[Data for this task Boundary: Start]

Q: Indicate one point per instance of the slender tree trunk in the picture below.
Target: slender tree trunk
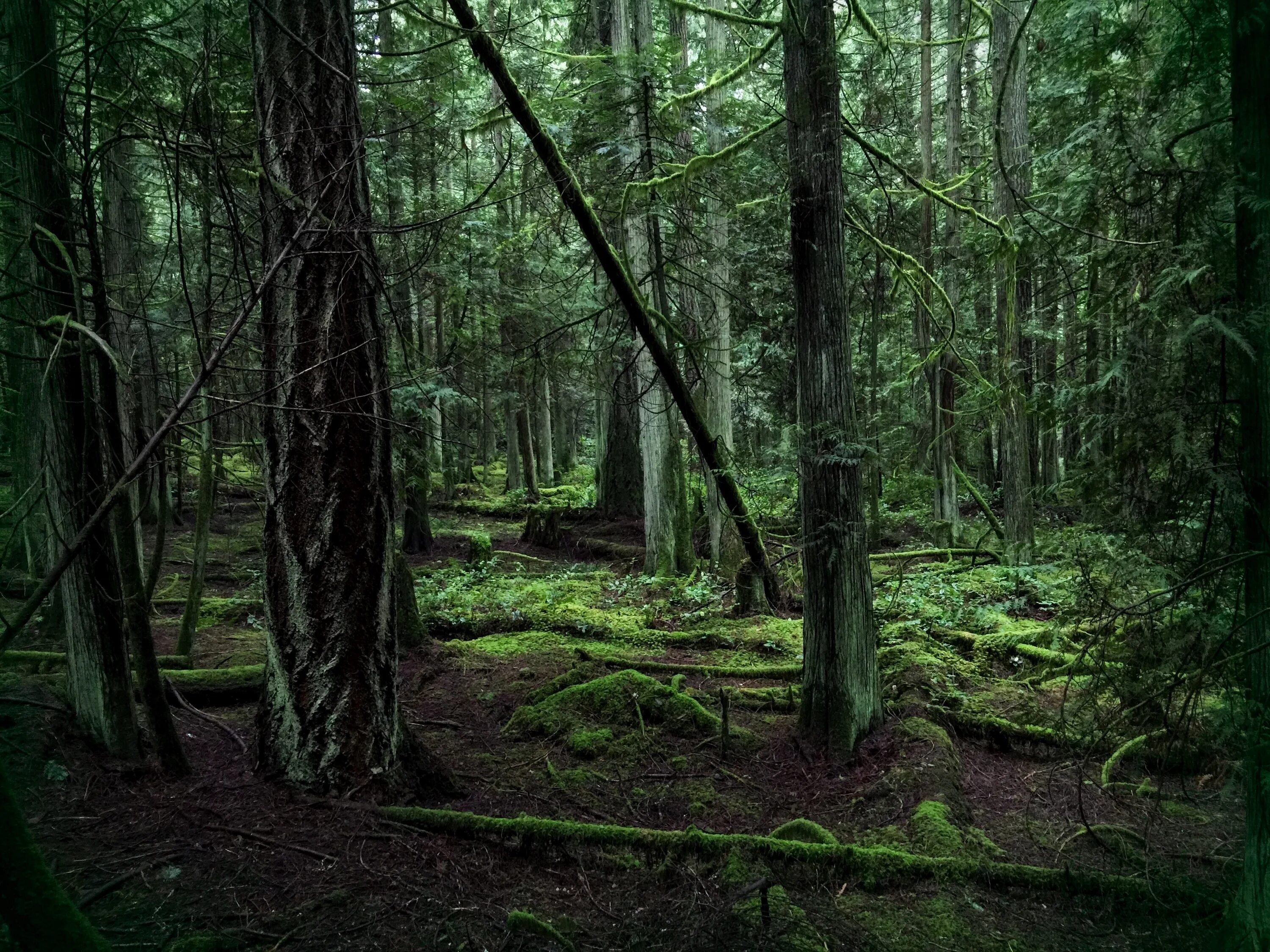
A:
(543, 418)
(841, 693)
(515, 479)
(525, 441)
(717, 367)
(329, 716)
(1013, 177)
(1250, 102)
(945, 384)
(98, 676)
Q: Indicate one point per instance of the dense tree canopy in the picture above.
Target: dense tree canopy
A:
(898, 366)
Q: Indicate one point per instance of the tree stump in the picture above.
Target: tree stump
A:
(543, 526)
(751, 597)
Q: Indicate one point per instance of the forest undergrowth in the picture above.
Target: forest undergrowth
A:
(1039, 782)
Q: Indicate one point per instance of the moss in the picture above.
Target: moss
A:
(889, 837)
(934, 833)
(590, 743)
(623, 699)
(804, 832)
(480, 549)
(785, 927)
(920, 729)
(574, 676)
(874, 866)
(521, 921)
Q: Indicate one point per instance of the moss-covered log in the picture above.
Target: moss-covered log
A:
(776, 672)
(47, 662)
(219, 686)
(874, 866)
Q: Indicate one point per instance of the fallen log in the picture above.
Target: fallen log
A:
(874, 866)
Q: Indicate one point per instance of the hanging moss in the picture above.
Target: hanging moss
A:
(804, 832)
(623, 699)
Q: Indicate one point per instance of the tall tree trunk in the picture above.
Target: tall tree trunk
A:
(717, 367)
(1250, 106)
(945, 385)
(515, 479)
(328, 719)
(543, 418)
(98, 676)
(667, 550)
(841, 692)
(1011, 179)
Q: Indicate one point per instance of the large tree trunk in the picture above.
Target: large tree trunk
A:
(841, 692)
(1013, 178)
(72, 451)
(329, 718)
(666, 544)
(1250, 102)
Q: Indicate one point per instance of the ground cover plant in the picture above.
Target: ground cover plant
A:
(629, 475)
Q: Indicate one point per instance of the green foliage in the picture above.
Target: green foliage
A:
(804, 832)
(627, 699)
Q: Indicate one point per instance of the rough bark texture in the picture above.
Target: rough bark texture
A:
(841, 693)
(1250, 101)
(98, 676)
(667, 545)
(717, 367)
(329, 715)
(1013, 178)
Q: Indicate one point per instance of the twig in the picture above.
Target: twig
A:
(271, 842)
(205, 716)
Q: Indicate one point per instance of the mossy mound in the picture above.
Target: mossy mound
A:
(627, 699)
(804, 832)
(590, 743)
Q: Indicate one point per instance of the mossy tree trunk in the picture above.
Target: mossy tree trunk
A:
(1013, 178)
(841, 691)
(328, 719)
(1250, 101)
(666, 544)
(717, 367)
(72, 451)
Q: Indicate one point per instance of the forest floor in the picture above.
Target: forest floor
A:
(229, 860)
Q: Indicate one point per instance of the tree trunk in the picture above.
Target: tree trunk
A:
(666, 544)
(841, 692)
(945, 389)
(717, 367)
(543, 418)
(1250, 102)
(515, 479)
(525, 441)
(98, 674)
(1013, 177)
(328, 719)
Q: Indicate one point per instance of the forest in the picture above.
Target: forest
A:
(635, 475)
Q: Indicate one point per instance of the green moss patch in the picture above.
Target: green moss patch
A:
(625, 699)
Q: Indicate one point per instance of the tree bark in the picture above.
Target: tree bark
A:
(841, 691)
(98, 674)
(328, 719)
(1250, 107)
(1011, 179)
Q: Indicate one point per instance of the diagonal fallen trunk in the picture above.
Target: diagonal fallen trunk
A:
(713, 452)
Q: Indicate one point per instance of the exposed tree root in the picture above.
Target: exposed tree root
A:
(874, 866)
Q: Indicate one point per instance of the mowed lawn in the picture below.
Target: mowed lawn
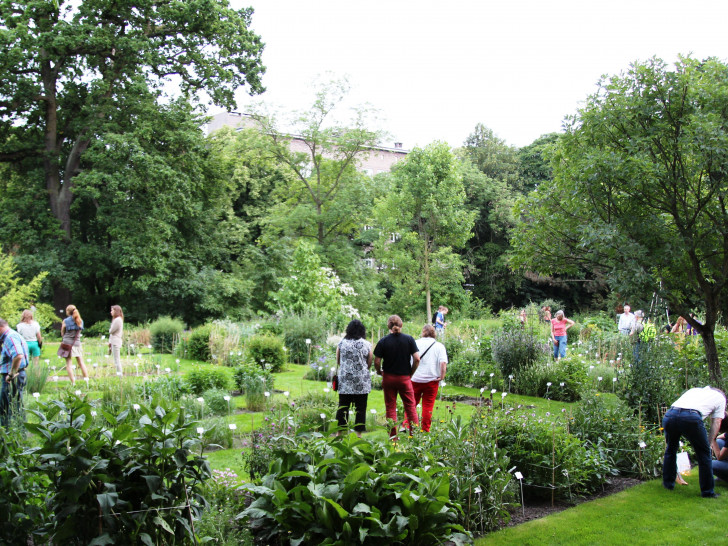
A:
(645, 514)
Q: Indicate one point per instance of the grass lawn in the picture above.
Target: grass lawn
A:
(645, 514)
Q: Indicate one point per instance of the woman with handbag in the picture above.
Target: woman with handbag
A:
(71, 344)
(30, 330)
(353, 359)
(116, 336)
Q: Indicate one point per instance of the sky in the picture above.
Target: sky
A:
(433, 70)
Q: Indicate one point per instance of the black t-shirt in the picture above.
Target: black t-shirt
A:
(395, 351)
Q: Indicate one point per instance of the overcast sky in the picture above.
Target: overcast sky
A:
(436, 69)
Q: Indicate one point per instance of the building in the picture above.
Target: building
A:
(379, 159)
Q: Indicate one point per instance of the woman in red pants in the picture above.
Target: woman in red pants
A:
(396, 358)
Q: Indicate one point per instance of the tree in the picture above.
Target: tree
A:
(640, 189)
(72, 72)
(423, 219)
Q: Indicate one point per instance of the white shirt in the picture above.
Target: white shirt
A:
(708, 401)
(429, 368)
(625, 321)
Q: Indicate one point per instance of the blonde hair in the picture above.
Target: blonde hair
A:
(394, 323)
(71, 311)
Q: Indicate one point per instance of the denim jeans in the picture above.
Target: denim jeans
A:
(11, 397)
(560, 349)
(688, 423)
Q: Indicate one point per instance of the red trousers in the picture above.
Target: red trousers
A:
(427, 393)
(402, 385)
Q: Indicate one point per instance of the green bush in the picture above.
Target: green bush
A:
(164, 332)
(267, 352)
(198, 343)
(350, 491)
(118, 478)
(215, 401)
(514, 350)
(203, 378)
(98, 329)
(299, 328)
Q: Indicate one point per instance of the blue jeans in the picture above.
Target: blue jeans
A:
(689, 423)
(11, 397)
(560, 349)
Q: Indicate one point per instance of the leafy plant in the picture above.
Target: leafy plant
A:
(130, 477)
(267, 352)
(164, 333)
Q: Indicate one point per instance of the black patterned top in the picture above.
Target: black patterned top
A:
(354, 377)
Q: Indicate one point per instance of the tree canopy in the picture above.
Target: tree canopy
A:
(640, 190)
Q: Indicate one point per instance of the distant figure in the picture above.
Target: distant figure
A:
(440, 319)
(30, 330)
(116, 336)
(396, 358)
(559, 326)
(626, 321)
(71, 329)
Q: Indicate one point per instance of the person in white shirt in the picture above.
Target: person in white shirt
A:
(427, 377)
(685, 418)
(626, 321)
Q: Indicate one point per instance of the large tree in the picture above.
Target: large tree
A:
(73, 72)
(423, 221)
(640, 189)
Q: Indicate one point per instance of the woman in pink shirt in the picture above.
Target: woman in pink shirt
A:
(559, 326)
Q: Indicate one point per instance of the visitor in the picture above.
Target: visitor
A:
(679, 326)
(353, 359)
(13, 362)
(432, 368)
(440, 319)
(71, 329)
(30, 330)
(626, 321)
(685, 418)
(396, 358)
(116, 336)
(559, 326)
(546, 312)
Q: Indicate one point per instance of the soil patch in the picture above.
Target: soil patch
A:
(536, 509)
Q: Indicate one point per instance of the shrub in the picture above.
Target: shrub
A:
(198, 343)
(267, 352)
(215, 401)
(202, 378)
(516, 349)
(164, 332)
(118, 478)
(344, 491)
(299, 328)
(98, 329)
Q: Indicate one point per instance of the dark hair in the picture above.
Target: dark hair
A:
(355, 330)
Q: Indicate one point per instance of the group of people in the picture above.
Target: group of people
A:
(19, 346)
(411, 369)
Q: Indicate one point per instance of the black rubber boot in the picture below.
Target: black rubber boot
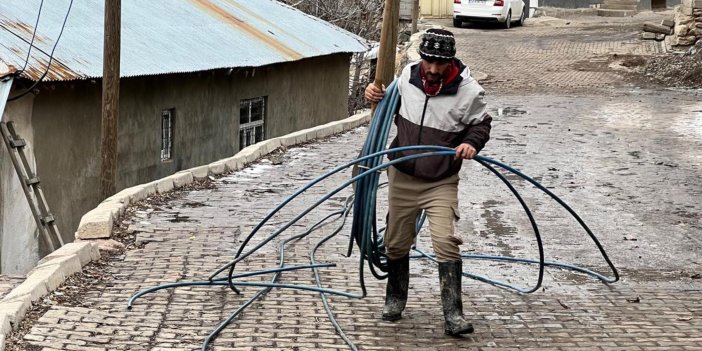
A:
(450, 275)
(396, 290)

[Data for this task Boundary: End]

**Action item:**
Give back exactly the lines above, from the line containing "Target: blue jeans" through the line containing "Target: visitor", with both end lines and nothing more.

**Result below:**
Target: blue jeans
A:
(689, 423)
(11, 397)
(560, 349)
Q: Indicate one point per instance of the leafy plant in the picture above.
Target: leafy plant
A:
(130, 477)
(267, 352)
(164, 333)
Q: Indicate one point per instance of the black patterned top in the picture above.
Target: black patterned top
A:
(354, 377)
Q: Indicate one point per instance of the tree canopy in the picture above.
Target: tree canopy
A:
(640, 190)
Q: Indicate one point per instance of the distant figure in the picture above.
Target: distant figure
A:
(440, 319)
(30, 330)
(116, 336)
(396, 358)
(559, 326)
(626, 321)
(71, 329)
Q: Indicate one point per instance of the person in white shirt in the picture above.
Target: person in white shirt
A:
(427, 377)
(685, 418)
(626, 321)
Q: Indicate one point per instance of the large tree in the picture above.
Target: large tree
A:
(73, 72)
(423, 221)
(640, 189)
Q: Indicate one point per instance of the woman in pink shirt in the picture above.
Target: woman in pink shirt
A:
(559, 326)
Q: Indicate one point per instance of the visitor in the picture above.
Target: visitor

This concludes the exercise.